◆ **STUDY QUESTIONS**
1. Decide whether each statement agrees with the text on the Quyllurit'i festival. Answer yes or no and quote the deciding words.
(a) The Pleiades reappear in June.
(b) Mariano Mayta's father sent him to Lima to buy a shirt.
(c) Ukukus still carry blocks of ice down from the glacier.
2. Use the text on the Quyllurit'i festival to answer each question.
(a) In what year was the pilgrimage inscribed on the UNESCO Intangible Cultural Heritage Lists?
(b) What language do the Quispicanchis groups speak?
(c) Which Christian feast comes one week after the festival?

◆ **TEXT SHOWN**
Quyllurit'i or Qoyllur Rit'i (quyllu rit'i 'bright white snow', from quyllu 'bright white' and rit'i 'snow') is a syncretic religious festival held annually at the Sinakara Valley in the southern highlands Cusco Region of Peru. Local indigenous people of the Andes know this festival as a native celebration of the stars. In particular they celebrate the reappearance of the Pleiades constellation, known in Quechua as Qullqa, or 'Storehouse', and associated with the upcoming harvest and New Year. The Pleiades disappears from view in April and reappears in June. The new year is marked by indigenous people of the Southern Hemisphere on the Winter Solstice in June, and it is also a Catholic festival. The people have celebrated this period of time for hundreds if not thousands of years. The pilgrimage and associated festival was inscribed in 2011 on the UNESCO Intangible Cultural Heritage Lists.

According to the Catholic Church, the festival is in honor of the Lord of Quyllurit'i (Taytacha Quyllurit'i, Señor de Quyllurit'i) and it originated in the late 18th century. The young native herder Mariano Mayta befriended a mestizo boy named Manuel on the mountain Qullqipunku. Thanks to Manuel, Mariano's herd prospered, so his father sent him to Cusco to buy a new shirt for Manuel. Mariano could not find anything similar, because that kind of cloth was sold only to the archbishop. Learning of this, the bishop of Cusco sent a party to investigate. When they tried to capture Manuel, he was transformed into a bush with an image of Christ crucified hanging from it. Thinking the archbishop's party had harmed his friend, Mariano died on the spot. He was buried under a rock, which became a place of pilgrimage known as the Lord of Quyllurit'i, or "Lord of Star (Brilliant) Snow." An image of Christ was painted on this boulder.

The Quyllurit'i festival attracts thousands of indigenous people from the surrounding regions, made up of Paucartambo groups (Quechua speakers) from the agricultural regions to the northwest of the shrine, and Quispicanchis (Aymara speakers) from the pastoral (herders) regions to the southeast. Both moieties make an annual pilgrimage to the feast, bringing large troupes of dancers and musicians. There are four groups of participants with particular roles: ch'unchu, qulla, ukuku, and machula. Attendees increasingly have included middle-class Peruvians and foreign tourists.

The festival takes place in late May or early June, to coincide with the full moon. It falls one week before the Christian feast of Corpus Christi. Events include several processions of holy icons and dances in and around the shrine of the Lord of Quyllurit'i. The culminating event for the indigenous non-Christian population takes place after the reappearance of Qullqa in the night sky; it is the rising of the sun after the full moon. Tens of thousands of people kneel to greet the first rays of light as the sun rises above the horizon. Until recently, the main event for the Church was carried out by ukukus, who climbed glaciers over Qullqipunku and brought back crosses and blocks of ice to place along the road to the shrine. These are believed to be medicinal with healing qualities. Due to the melting of the glacier, the ice is no longer carried down.

==Origins==
There are several accounts of the origins of the Quyllurit'i festival. What follows are two versions: one relates the pre-Columbian origins, and the other the Catholic Church's version as compiled by the priest of the town of Ccatca between 1928 and 1946.

◆ **DATASET CONTENT**
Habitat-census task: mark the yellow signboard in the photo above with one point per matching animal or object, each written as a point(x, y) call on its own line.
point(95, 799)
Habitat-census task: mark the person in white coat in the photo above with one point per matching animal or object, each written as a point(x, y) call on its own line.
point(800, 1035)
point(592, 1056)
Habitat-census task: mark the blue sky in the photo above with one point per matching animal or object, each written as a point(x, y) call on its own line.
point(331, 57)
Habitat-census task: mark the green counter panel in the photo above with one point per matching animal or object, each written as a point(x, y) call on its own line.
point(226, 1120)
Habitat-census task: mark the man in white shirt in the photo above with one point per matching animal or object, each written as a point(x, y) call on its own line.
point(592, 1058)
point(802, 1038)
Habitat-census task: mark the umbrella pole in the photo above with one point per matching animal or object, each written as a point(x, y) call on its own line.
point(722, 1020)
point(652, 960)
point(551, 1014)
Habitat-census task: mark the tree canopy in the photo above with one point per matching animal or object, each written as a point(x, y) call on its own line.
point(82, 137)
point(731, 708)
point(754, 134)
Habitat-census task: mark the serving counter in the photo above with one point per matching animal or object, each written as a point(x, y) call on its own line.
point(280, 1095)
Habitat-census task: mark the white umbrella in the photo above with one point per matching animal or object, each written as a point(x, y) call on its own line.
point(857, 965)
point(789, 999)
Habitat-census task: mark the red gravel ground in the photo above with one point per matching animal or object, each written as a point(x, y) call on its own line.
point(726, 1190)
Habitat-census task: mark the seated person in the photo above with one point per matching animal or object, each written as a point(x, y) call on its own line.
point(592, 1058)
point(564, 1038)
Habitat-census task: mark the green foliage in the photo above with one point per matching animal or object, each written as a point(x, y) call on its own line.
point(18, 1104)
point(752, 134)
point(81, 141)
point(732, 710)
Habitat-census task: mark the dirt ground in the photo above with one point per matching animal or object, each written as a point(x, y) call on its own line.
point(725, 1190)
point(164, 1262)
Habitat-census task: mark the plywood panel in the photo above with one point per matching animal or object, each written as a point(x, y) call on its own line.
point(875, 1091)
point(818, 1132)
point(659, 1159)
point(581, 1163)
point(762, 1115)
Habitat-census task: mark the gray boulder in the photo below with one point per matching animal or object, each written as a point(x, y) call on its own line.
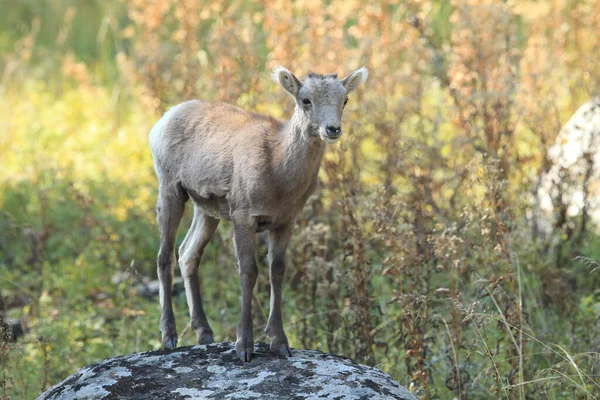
point(214, 372)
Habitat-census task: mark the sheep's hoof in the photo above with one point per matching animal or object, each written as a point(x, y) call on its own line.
point(244, 356)
point(206, 339)
point(170, 343)
point(284, 351)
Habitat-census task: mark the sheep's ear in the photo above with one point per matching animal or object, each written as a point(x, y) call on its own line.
point(353, 80)
point(286, 80)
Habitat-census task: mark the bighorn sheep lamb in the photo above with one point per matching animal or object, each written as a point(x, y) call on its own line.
point(247, 168)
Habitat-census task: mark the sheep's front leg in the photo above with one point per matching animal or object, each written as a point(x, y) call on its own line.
point(243, 239)
point(278, 241)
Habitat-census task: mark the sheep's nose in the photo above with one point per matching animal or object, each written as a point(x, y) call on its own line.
point(333, 132)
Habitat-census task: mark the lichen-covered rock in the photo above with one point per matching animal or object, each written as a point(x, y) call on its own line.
point(214, 372)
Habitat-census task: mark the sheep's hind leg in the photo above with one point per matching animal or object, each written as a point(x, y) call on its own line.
point(190, 253)
point(243, 239)
point(170, 206)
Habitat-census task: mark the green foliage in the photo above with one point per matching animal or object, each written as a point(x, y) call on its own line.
point(414, 256)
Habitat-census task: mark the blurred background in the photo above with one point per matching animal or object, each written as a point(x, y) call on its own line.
point(450, 244)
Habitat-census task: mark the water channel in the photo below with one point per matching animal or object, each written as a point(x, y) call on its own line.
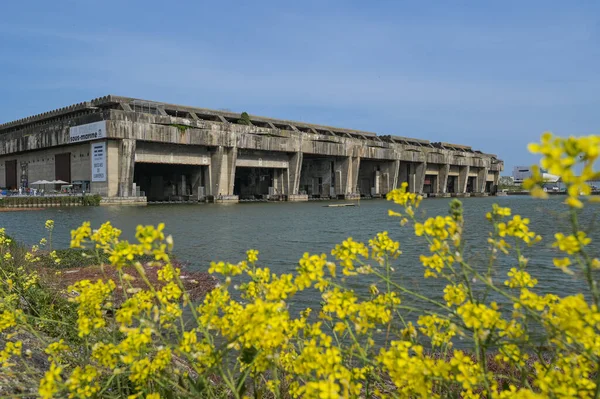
point(282, 232)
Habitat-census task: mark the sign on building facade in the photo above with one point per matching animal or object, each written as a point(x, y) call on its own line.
point(90, 131)
point(99, 162)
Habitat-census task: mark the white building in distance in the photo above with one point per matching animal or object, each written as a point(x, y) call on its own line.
point(521, 173)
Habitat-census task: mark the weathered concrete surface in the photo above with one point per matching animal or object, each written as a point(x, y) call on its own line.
point(304, 157)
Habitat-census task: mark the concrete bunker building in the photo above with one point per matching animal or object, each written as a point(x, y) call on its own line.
point(124, 147)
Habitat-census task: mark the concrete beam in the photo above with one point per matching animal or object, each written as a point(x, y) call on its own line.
point(126, 167)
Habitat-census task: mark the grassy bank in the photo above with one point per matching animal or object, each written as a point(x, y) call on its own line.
point(50, 201)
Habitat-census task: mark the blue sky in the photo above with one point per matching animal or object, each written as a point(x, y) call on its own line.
point(493, 75)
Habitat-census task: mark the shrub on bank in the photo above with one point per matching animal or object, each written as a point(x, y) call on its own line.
point(246, 338)
point(34, 201)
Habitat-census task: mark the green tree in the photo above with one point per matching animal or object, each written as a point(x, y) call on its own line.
point(244, 119)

◆ **SOLUTIONS IN ORDER**
1.
(a) Yes: "The Pleiades disappears from view in April and reappears in June."
(b) No: "his father sent him to Cusco to buy a new shirt for Manuel."
(c) No: "Due to the melting of the glacier, the ice is no longer carried down."

2.
(a) 2011
(b) Aymara
(c) Corpus Christi